WORK REQUIRED: Please state the two sets of symptoms and signs that, according to the text on clinical examination of the thoracic spine, characterize discodural conflicts.

*** PASSAGE FOR REVIEW ***

Clinical examination of the thoracic spine


Clinical examination of the thoracic spine



Thoracic or abdominal wall pain is a common complaint and poses a major diagnostic challenge to physician and therapist.

The pain is often referred from visceral disorders, although the frequency of musculoskeletal lesions of the thorax and the abdomen should not be underestimated. A physician not familiar with the musculoskeletal disorders of the region could be tempted to ascribe unexplained pain to vague lesions such as intercostal neuralgia, neuritis, cardiac neurosis, pleurodynia or rib syndromes. Again, lack of an exact diagnosis leads to inadequate and unsuccessful treatment. The absence of a precise (orthopaedic) diagnosis can, to a certain extent, be a consequence of the complexity of the region itself. However, another important reason is the lack of an appropriate clinical approach to this part of the body. Thorough examination should not be restricted to the routine visceral examination (e.g. auscultation, percussion and palpation) but also must include proper orthopaedic and neurological tests. Although a large number of reliable technical investigations for detecting all types of visceral disorders are available, the same cannot be said when it comes to musculoskeletal disorders, for which technical investigations are often of limited diagnostic value.

Clinically, the thoracic region is approached in a different way from the cervical or the lumbar spine because it behaves differently in many aspects.

Principal differences between the thoracic and the lumbar and cervical spines

Visceral versus musculoskeletal pain

Because referred pain from visceral problems can mimic pain of musculoskeletal origin and vice versa, the first step towards diagnosis must always be to differentiate these two categories. The character of the pain is usually of little help in the differential diagnosis because it has the same features in both. Pain referred from heart, lungs and intestines is usually poorly localized and vaguely delineated, and is referred to a segmental or multisegmental distribution. The behaviour of the pain may also mislead the examiner. One of the main characteristics of pain in lesions of moving parts is that it is brought on by posture and movement. This is also the case in thoracic lesions: if the patient’s symptoms depend on activity rather than on visceral function, a cause originating from moving parts should be considered. However, it is important to keep in mind the fact that posture, physical activity, a deep breath or a cough may also influence visceral pain in the thorax or abdomen.

The best method of differentiating is to work in two complementary ways: exclusion of any visceral disorder through a thorough internal check-up, together with positive confirmation of a provisional orthopaedic diagnosis (Fig. 25.1). This routine will also safeguard against unnecessary technical investigations and delays in diagnosis and treatment.13

Discal lesions

Discodural and discoradicular interactions are well-known causes of cervical and lumbar pain.

In a discodural lesion, a shifted component of the disc impinges on the dura and causes pain that has multisegmental characteristics (crossing the midline and occupying several dermatomes). Discodural conflicts are characterized by two sets of symptoms and signs: articular and dural (see Ch. 33).

In a discoradicular lesion, the subluxated disc component impinges on the nerve root and its dural sleeve. The pain and paraesthesia that result are strictly segmental. Discoradicular conflicts are characterized by three sets of symptoms and signs: articular, root and cord.

*** End of PASSAGE FOR REVIEW ***
*** GIVEN DATA ***

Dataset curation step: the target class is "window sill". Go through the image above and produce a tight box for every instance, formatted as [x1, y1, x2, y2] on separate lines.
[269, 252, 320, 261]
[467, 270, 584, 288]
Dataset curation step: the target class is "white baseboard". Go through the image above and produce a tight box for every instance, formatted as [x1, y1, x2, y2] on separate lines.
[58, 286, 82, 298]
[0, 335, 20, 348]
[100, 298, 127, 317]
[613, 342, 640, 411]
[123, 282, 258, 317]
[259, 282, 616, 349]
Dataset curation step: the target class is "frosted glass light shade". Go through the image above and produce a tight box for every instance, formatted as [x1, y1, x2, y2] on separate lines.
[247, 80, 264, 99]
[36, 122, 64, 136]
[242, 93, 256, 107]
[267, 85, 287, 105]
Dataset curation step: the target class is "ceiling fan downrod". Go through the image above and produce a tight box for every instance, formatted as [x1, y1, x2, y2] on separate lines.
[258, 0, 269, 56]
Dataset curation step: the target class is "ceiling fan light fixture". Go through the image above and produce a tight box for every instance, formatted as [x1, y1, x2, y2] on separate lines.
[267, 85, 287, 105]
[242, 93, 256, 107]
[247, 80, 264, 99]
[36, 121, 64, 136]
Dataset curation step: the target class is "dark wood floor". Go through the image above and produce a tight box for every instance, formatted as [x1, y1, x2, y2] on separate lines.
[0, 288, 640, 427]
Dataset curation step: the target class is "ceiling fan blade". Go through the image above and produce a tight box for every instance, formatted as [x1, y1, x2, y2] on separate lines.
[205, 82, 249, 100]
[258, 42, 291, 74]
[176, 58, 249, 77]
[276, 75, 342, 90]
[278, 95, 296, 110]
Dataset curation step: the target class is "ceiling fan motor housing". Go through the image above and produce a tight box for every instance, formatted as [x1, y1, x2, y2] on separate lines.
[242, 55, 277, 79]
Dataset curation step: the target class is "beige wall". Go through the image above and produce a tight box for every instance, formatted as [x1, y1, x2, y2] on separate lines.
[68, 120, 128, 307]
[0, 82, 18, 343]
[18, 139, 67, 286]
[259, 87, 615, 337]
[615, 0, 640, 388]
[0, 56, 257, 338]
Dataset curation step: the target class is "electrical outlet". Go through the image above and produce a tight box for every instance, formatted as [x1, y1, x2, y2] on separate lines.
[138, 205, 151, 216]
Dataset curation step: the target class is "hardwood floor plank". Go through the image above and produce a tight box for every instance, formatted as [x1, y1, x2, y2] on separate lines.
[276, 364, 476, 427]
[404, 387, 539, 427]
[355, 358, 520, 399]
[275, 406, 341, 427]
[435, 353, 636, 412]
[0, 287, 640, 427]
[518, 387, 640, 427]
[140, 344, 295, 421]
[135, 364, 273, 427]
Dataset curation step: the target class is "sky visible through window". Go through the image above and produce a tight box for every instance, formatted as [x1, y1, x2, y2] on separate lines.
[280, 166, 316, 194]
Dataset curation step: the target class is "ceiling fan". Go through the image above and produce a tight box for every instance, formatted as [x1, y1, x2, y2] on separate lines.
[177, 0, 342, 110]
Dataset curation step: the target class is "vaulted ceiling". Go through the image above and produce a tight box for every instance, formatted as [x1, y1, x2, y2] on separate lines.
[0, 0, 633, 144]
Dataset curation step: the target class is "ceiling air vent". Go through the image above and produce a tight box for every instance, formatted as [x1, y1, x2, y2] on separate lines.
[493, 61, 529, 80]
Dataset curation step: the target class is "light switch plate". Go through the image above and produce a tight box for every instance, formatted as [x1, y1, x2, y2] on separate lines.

*** End of GIVEN DATA ***

ANSWER SECTION: Articular and dural.